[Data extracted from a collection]
○ ○ ○

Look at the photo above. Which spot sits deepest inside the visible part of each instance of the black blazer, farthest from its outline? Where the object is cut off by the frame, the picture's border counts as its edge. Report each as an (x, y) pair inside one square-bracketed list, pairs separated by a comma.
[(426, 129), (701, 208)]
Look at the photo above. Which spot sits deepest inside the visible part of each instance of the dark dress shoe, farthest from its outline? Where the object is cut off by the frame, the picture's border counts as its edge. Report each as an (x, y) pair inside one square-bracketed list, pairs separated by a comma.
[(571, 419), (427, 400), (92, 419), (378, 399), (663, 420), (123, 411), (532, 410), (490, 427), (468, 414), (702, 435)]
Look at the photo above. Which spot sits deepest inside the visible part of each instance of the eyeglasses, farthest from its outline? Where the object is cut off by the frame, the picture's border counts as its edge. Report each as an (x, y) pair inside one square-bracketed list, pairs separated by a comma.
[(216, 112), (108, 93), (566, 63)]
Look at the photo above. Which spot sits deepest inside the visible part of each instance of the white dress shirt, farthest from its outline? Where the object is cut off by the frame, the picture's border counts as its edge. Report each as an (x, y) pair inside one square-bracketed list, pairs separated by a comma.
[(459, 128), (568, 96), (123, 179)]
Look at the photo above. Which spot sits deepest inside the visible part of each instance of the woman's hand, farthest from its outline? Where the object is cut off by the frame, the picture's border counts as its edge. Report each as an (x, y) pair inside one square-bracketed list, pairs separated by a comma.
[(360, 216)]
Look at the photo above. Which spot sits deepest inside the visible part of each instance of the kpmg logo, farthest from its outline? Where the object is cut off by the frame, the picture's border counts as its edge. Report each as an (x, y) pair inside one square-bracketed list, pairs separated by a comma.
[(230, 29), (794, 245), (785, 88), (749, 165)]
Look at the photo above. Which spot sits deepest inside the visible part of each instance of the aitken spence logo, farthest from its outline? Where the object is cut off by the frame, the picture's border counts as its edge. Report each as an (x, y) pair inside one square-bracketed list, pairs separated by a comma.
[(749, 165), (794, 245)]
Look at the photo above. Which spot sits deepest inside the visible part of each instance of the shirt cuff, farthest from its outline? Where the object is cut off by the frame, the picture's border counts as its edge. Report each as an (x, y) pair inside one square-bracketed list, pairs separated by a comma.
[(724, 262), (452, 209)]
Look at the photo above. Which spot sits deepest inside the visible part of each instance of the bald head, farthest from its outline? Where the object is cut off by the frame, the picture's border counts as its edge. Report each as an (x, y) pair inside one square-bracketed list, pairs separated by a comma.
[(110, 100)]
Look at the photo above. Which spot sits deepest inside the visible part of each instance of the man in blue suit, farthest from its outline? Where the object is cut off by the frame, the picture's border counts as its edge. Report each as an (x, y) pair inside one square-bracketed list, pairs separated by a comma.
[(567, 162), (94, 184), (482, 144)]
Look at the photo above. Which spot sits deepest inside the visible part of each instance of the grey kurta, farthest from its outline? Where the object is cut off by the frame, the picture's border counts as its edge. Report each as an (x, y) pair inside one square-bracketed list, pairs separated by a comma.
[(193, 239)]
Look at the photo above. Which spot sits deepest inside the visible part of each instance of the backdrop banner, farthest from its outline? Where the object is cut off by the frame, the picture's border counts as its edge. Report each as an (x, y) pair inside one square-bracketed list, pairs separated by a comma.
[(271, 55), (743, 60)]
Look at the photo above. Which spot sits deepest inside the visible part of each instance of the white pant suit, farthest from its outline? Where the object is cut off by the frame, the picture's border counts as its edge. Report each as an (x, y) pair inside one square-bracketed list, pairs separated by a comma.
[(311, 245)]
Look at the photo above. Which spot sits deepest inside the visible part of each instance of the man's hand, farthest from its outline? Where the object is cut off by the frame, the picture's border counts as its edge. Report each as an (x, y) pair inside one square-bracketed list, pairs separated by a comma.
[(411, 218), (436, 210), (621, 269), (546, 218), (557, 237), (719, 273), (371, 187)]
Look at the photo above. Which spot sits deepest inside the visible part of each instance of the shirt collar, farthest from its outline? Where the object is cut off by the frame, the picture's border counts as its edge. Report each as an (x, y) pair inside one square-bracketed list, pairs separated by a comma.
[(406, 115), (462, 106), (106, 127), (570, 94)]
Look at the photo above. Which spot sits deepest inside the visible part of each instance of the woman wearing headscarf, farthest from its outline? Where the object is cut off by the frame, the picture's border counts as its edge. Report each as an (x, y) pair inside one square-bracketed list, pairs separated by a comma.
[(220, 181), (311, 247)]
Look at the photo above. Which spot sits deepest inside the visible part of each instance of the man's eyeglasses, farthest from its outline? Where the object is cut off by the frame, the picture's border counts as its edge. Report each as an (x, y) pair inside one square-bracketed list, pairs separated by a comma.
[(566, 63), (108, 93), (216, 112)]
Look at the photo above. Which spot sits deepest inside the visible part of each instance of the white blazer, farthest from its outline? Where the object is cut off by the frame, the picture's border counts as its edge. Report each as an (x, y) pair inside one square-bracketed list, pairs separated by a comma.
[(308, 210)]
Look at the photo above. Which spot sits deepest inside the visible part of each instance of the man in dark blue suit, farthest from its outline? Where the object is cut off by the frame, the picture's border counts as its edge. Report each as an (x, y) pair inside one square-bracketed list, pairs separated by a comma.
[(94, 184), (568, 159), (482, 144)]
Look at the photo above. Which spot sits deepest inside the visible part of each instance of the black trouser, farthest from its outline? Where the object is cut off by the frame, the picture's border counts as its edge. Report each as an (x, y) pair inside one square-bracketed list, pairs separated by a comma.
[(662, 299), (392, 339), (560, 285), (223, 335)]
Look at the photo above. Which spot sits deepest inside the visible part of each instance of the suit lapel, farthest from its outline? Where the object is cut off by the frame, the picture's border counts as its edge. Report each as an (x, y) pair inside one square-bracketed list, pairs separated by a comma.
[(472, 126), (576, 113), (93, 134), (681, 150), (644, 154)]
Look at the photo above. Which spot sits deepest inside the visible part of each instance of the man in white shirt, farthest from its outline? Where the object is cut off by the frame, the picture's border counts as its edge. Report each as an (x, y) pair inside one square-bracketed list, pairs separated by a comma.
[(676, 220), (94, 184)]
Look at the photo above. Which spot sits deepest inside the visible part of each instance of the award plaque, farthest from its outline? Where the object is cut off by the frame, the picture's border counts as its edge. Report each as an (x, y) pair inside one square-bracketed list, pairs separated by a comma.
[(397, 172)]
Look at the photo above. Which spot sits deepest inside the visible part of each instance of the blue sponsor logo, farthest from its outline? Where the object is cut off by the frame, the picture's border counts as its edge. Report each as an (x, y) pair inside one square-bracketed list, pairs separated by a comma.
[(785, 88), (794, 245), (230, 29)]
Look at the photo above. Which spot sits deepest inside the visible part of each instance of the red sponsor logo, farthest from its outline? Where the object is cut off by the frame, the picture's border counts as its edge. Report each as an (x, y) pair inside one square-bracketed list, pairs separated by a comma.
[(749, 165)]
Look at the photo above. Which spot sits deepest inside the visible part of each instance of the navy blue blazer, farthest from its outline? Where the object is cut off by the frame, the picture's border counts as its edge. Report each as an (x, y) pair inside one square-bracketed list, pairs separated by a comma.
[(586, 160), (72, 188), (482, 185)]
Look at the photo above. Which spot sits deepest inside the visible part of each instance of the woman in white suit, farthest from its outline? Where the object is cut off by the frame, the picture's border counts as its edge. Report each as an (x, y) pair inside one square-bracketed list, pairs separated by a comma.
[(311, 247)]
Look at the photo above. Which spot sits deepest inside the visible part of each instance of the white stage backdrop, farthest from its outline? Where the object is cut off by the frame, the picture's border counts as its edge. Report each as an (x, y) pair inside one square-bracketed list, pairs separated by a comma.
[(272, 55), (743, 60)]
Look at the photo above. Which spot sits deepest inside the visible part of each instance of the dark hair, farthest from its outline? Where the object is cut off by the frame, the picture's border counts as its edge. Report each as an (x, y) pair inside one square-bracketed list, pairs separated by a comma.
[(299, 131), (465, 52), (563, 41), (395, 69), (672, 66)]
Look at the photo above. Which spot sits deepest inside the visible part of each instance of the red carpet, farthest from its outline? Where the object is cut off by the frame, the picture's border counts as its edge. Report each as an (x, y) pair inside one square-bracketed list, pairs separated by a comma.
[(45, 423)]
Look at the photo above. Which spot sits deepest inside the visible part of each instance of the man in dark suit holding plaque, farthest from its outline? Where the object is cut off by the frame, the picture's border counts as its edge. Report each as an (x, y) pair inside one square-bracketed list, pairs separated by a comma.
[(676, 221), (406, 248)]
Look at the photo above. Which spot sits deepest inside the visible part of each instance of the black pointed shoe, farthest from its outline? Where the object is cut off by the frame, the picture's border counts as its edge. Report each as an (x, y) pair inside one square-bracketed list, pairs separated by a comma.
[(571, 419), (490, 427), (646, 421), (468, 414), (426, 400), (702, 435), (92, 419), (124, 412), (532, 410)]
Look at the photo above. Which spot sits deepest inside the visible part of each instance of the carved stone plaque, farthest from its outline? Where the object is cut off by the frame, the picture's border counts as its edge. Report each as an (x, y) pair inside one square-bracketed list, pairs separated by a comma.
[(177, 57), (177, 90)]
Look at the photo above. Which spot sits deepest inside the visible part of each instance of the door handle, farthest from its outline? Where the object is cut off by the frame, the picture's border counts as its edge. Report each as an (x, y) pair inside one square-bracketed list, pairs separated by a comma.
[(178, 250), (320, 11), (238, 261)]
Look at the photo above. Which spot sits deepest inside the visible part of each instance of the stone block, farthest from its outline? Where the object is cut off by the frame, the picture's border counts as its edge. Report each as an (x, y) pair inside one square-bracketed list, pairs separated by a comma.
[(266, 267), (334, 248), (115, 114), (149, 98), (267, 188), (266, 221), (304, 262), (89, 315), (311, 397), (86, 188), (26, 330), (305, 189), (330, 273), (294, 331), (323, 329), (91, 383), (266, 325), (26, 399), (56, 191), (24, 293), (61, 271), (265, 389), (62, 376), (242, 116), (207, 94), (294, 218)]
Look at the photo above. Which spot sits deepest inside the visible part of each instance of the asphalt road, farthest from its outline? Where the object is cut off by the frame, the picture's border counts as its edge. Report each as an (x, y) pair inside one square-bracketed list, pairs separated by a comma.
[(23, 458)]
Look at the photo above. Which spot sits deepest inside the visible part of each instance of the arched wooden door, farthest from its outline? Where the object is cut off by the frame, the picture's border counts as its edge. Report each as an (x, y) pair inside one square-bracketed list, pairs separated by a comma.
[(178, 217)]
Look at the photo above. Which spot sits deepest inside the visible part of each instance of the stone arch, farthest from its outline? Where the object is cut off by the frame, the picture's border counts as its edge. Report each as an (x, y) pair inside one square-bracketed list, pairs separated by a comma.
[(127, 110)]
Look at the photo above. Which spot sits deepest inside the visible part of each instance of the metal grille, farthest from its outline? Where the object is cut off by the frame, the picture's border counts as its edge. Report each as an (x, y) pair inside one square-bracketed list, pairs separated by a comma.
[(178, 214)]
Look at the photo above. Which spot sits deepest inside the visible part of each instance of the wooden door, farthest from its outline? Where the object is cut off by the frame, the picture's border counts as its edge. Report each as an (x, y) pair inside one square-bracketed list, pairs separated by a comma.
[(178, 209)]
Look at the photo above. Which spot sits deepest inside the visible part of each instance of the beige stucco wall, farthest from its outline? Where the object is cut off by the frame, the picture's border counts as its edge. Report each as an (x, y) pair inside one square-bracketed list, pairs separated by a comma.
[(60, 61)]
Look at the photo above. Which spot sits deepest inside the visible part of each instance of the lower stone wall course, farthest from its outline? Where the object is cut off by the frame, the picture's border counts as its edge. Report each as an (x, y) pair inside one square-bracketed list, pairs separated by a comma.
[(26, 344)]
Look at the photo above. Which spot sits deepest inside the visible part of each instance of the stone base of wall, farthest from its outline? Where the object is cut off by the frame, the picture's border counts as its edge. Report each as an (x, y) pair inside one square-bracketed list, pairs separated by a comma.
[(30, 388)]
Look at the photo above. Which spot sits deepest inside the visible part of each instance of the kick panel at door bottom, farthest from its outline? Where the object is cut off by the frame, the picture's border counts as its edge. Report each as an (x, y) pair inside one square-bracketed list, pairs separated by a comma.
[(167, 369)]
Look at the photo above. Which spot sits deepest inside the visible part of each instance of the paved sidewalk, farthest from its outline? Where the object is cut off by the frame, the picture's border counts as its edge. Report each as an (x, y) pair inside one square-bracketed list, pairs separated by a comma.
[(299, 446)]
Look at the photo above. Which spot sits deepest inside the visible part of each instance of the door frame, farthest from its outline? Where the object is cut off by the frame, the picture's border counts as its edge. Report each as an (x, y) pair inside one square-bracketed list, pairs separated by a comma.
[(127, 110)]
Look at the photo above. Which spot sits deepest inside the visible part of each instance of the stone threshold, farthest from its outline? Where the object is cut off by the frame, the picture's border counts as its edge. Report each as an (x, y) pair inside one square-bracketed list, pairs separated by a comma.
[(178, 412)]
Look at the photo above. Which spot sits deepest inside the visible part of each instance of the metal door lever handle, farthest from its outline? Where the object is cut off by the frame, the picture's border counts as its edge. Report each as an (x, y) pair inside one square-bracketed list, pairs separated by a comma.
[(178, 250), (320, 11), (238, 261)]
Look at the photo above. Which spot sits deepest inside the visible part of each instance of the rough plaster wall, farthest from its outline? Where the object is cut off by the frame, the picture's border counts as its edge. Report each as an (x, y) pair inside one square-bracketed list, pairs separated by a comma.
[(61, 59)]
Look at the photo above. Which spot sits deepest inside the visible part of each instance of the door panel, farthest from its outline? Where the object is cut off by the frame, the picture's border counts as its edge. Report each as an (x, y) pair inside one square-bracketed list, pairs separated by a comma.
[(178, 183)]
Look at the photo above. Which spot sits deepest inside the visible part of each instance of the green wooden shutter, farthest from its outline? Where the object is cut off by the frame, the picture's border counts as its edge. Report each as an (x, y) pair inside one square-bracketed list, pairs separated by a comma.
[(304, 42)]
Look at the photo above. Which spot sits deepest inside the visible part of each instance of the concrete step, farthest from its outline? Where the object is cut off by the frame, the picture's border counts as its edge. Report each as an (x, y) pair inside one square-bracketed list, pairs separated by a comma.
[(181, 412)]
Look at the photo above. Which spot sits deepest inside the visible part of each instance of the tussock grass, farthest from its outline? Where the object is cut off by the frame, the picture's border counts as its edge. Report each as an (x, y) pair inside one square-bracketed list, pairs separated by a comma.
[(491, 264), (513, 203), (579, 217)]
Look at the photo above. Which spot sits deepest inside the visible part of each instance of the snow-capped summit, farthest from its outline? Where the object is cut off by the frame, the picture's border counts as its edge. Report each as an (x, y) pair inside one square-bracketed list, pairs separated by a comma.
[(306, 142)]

○ ○ ○

What to do
Print exactly the lines above, starting at the line that contains "of the concrete" and ending with the last line of the records, both included.

Response to the exercise
Look at the photo above. Which spot sits deepest inside the visible part of each instance of the concrete step, farthest from its outline? Where the object is cut off by the frame, the picture's border counts as its edge. Report each as an (x, y) pair inside one square-bracketed list, pairs separated by a comma.
[(181, 412)]
Look at the photo above. Which spot sits deepest inside the visible part of each instance of the tussock grass, farthest from its outline? Where the object is cut off by the frame, the picture's border counts as its edge. Report each as an (x, y) pair inside one square-bracketed list, pairs separated by a comma.
[(491, 264), (513, 203), (579, 217)]
Look at the photo above. Which spot sits deepest inside the visible part of each instance of the snow-capped summit, farthest from its outline? Where the object is cut off by the frame, the picture's border counts as its edge. Report each as an (x, y) pair inside one square-bracketed list, pairs separated by a comma.
[(306, 142)]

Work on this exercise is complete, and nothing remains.